* **GIVEN REQUEST 1**: According to the Niagara Parks article, in what year was the Niagara Parks Commission established?
* **GIVEN REQUEST 2**: Please summarize the Niagara Parks article in two sentences.

* **EXCERPT**:
The Niagara Parks

Commission Preserving, protecting and promoting Niagara

Niagara Falls has long been a popular tourist destination. The spectacular Falls are an iconic symbol of natural beauty. The area itself, however, is a multi-faceted destination of beauty, historic sites and fun-filled attractions.

To that, the Niagara Parks Commission was established in 1885 to support, preserve and promote the lands surrounding the Falls. An agency of the Ontario Ministry of Tourism & Culture, The Niagara Parks Commission owns and operates a variety of attractions along the Niagara River, mandated to look after the property around the Falls and create a presence within the community, as well as for visitors to the Falls. It receives no government funding—revenue is generated through the attractions, gift shops, golf courses, restaurants, and parking lots. This revenue goes directly back into preserving and maintaining the parklands, historic sites and attractions operated by the Commission. Newly appointed Chairperson of the Commission, Fay Booker, spoke with The Canadian Business Journal about the agency, its features and attractions and its future aspirations.

Experience the wonder

The thunderous sound of the Horseshoe Falls tumbling down a 13-storey drop is the quintessential sound of Niagara. There are numerous ways to experience this phenomenon, from a stroll along the river’s edge to a thrilling rendezvous at Journey Behind the Falls. Entering the attraction you descend 150 feet behind the Falls—through bedrock—to tunnels that lead to portals one-third of the way behind the Falls. From there, you can walk to upper and lower observation decks at the very foot of the Falls. You can also take an exhilarating ride in the Whirlpool Aero Car, an antique cable car suspended above the rushing Niagara rapids. An amazing natural whirlpool occurs at the gorge—and you’ll have a front row seat. For a gentler view, stroll along the plaza and simply enjoy the breathtaking view.

* **RECORDED DATA**:
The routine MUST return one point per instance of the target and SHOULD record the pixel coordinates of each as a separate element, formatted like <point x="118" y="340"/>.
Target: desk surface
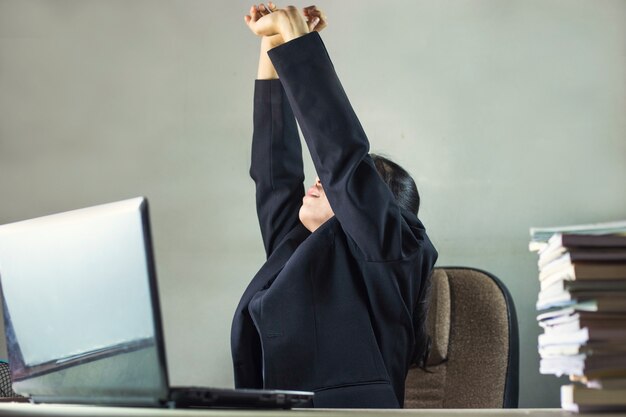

* **WRITTEN SOLUTION 1**: 1885

* **WRITTEN SOLUTION 2**: The Niagara Parks Commission, established in 1885 and an agency of the Ontario Ministry of Tourism & Culture, operates attractions along the Niagara River and receives no government funding, using revenue from its attractions, gift shops, golf courses, restaurants and parking lots to preserve and maintain the parklands and historic sites. Visitors can experience the Horseshoe Falls in several ways, from strolling along the river's edge to descending behind the Falls at Journey Behind the Falls or riding the Whirlpool Aero Car above the rapids.